WHAT NEEDS TO BE DONE »
Return each entry exactly, so that nothing in the data differs from the original.

RECORDS TO PROCESS »
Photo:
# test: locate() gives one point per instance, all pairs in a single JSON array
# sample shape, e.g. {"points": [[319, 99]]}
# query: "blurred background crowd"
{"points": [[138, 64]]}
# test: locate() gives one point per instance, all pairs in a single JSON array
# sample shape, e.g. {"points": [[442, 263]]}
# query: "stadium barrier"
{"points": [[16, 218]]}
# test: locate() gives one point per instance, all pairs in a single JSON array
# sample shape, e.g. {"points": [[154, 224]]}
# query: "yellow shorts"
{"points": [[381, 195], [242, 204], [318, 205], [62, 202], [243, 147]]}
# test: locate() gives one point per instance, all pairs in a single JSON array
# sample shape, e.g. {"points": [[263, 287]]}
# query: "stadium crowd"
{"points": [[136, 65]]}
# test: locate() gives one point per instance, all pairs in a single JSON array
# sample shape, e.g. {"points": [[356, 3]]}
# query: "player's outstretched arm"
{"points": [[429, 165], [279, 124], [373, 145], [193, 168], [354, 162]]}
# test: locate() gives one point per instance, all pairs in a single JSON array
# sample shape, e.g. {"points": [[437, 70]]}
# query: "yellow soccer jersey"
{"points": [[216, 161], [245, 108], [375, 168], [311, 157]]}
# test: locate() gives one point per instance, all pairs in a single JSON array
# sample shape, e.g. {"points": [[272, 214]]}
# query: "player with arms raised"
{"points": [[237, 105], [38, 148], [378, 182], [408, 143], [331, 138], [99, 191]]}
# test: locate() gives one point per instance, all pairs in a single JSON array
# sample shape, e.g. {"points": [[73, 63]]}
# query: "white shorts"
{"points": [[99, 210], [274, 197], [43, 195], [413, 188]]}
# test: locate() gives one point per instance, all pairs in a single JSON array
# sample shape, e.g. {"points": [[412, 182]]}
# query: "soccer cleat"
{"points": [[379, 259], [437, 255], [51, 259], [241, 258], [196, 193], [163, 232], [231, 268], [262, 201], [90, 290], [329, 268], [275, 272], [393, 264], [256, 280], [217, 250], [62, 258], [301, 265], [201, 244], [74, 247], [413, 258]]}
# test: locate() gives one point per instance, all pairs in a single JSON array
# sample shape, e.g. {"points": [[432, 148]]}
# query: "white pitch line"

RESULT »
Photo:
# test: locate() gives one point per instance, all pairs in a single JSON array
# sample shape, e.g. {"points": [[319, 99]]}
# query: "blurred background crowd"
{"points": [[138, 64]]}
# test: locate() gives one point per instance, all pairs in a single JSON array
# sample shape, e.g. {"points": [[442, 263]]}
# query: "stadium barrier"
{"points": [[16, 218]]}
# test: locate() gives one point per instance, all pairs in a single JSON array
# sample shape, e.g. {"points": [[154, 224]]}
# query: "yellow shorts"
{"points": [[381, 195], [242, 204], [318, 205], [62, 202], [243, 147]]}
# test: locate() gives one point per instance, all pairs in a single JSON array
# sample shape, e.g. {"points": [[263, 287]]}
# query: "stadium crowd"
{"points": [[136, 65]]}
# test: locate() gives one point per instance, all pairs in a single JSON array
# sample shape, e.g. {"points": [[356, 3]]}
# query: "player's outstretched arm"
{"points": [[429, 165], [279, 124], [373, 145], [193, 168], [354, 162]]}
# test: locate() gives one point per instance, all pairs in a single JSON array
# sample shape, e.g. {"points": [[437, 70]]}
# query: "yellow soccer jersey"
{"points": [[216, 161], [245, 108], [375, 168], [311, 157]]}
# test: locate() gives one point per instance, all pairs in a single JSON array
# sample shape, e.g. {"points": [[272, 214]]}
# query: "player with arms raised"
{"points": [[237, 105], [38, 148], [378, 182], [408, 143], [331, 138], [99, 191]]}
# test: locate() gives one point per instance, all pairs in a single JSON array
# sample shape, e.g. {"points": [[73, 63]]}
# query: "white shorts"
{"points": [[99, 210], [274, 197], [43, 195], [413, 188]]}
# test: locate() gives one point per instance, all pairs in a single JSON array
# sample shape, e.g. {"points": [[412, 182]]}
# query: "soccer cleat"
{"points": [[379, 259], [437, 255], [51, 259], [241, 258], [196, 193], [163, 232], [231, 268], [262, 201], [90, 290], [329, 268], [275, 272], [393, 264], [256, 280], [217, 250], [62, 258], [301, 265], [201, 244], [74, 247], [413, 258]]}
# test: locate() gives one point per instance, all pairs in a single JSON array
# sample shape, e.g. {"points": [[432, 148]]}
# query: "white pitch line"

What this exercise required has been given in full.